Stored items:
--- START ---
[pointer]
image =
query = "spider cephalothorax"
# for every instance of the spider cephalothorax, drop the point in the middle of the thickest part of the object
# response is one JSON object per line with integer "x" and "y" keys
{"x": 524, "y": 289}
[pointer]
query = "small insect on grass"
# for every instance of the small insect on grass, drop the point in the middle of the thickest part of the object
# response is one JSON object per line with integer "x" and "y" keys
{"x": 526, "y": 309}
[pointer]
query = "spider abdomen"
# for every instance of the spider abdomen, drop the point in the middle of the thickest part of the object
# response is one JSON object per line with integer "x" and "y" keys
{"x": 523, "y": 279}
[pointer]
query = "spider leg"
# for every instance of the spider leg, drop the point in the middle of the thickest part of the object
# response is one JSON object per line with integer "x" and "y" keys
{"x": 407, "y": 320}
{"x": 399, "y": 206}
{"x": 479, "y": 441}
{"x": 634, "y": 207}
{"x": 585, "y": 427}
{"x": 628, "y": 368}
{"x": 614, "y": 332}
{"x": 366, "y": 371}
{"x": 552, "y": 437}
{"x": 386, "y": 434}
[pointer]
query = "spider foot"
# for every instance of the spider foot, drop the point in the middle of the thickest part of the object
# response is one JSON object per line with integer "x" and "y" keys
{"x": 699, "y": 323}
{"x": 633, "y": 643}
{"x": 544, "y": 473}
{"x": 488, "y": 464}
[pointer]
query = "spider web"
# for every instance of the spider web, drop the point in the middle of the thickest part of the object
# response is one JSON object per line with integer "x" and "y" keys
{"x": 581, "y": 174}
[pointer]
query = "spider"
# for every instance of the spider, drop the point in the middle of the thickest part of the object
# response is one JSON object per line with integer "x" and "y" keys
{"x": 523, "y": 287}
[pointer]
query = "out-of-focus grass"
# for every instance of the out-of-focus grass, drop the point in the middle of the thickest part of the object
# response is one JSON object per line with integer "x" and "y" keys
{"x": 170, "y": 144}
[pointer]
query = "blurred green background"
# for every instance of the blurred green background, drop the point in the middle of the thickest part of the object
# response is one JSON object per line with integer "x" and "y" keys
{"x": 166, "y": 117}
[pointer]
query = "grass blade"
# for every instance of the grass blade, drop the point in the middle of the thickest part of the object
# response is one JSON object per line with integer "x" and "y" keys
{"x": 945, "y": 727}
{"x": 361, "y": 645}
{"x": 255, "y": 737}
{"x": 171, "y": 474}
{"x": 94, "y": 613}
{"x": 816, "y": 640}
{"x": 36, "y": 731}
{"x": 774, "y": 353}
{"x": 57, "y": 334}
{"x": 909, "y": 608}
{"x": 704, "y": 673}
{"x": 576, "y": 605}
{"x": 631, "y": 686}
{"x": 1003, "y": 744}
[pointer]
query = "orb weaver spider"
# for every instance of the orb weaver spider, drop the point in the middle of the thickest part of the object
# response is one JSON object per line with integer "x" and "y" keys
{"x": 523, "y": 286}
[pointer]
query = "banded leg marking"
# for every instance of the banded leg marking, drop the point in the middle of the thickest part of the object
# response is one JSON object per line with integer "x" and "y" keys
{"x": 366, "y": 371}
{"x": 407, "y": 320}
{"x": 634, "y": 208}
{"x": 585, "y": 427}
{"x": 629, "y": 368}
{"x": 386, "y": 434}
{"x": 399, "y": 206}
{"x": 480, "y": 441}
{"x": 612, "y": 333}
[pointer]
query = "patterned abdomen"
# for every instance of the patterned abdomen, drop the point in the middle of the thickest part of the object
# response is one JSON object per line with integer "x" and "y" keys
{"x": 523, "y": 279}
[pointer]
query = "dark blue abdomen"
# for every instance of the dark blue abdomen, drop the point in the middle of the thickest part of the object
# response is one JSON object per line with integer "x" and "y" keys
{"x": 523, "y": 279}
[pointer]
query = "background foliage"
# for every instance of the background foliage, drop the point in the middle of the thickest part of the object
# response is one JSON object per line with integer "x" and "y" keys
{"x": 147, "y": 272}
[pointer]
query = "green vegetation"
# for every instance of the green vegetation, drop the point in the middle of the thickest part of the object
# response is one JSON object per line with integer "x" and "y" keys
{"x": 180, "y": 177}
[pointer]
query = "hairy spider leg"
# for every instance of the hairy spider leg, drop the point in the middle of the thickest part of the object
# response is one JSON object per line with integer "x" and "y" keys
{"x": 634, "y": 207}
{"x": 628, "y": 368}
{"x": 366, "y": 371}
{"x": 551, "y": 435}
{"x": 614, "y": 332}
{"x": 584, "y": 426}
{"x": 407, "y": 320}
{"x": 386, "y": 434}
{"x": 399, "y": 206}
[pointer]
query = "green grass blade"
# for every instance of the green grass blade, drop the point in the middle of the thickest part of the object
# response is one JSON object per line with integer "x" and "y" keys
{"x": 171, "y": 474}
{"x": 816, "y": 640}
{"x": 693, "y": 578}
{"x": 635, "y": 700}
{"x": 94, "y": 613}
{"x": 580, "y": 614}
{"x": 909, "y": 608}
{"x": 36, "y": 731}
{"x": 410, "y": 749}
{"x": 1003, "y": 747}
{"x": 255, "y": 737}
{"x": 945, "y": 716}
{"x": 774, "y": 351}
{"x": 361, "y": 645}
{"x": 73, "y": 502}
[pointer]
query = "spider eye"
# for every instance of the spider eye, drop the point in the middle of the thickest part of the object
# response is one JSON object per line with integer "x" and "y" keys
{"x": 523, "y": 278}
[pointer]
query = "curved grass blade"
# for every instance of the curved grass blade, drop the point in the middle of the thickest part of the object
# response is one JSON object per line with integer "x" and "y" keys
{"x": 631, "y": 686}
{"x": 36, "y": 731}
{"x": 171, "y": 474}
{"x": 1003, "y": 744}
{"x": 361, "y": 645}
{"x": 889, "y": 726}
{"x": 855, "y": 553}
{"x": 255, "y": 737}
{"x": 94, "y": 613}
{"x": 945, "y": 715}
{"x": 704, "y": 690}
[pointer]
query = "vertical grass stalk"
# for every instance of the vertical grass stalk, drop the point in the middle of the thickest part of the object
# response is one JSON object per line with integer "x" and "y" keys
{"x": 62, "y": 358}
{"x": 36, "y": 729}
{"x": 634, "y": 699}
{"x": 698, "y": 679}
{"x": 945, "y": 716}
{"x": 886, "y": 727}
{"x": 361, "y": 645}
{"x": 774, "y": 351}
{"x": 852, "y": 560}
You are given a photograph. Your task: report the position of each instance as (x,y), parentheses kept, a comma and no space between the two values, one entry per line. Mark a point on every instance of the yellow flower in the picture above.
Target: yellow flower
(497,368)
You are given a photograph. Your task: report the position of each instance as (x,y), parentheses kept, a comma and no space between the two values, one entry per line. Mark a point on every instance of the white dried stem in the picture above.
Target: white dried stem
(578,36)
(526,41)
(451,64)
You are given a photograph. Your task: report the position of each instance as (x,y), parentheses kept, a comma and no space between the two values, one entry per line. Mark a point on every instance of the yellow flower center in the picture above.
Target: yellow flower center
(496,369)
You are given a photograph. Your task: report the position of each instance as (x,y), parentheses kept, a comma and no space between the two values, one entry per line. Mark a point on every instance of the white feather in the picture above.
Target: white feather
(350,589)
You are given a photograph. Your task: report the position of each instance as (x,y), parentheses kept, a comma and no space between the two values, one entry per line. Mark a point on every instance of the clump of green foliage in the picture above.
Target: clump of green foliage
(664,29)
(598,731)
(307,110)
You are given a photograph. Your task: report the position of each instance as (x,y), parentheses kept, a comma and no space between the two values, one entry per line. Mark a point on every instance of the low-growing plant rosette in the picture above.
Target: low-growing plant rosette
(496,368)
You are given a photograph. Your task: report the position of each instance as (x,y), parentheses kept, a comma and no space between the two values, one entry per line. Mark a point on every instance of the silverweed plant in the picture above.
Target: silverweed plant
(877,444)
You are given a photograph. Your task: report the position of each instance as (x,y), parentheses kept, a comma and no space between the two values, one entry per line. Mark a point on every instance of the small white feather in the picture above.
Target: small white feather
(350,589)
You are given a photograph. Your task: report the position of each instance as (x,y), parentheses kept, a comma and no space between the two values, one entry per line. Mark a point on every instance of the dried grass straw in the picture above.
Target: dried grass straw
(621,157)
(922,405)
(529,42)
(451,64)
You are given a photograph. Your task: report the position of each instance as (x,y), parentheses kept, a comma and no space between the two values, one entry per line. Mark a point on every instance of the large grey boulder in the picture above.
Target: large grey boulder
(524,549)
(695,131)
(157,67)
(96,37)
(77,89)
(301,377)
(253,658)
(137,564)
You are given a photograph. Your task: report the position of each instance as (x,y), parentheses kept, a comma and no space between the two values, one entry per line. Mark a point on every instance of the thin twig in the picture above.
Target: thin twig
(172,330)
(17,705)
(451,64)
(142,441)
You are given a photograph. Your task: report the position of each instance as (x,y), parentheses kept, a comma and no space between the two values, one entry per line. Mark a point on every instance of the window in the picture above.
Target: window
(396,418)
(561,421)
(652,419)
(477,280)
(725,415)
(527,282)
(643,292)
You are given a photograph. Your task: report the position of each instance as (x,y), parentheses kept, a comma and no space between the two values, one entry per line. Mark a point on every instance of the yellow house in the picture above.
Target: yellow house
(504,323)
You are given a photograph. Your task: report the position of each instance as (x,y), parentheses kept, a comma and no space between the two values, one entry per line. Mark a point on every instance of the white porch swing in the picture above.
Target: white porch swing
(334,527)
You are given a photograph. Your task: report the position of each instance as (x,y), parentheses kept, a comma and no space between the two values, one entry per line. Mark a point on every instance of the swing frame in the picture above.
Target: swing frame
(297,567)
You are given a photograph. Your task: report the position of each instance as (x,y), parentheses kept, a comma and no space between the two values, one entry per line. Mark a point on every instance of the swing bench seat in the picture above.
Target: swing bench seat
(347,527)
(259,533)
--- END ---
## What you should do
Please give an exact copy of the entries above, from the line with "# for every instance of the patterned" down to the line with "# for every instance of the hairy", inclusive, and nothing else.

## Reply to the task
# for every instance of the patterned abdomen, drop the point in the middle of the thickest part of the object
# response is one JSON object per line with integer "x" and "y" keys
{"x": 523, "y": 279}
[pointer]
query = "dark blue abdomen"
# for every instance of the dark blue abdomen, drop the point in the middle of the thickest part of the object
# response is one JSON object per line with integer "x" and "y" keys
{"x": 523, "y": 279}
[pointer]
query = "background foliage"
# for every instance of the background foliage, drop the point in the middle of the thickest part of the object
# response is one JSON object per line with integer "x" and "y" keys
{"x": 147, "y": 272}
[pointer]
query = "green vegetation"
# for every instance of the green vegetation, drop the point in the middle of the thickest part of the object
# response is one JSON object per line with integer "x" and "y" keys
{"x": 180, "y": 177}
[pointer]
query = "hairy spider leg"
# for every instance of the hairy spider leg, drop the point in the middle of the thickest part of the object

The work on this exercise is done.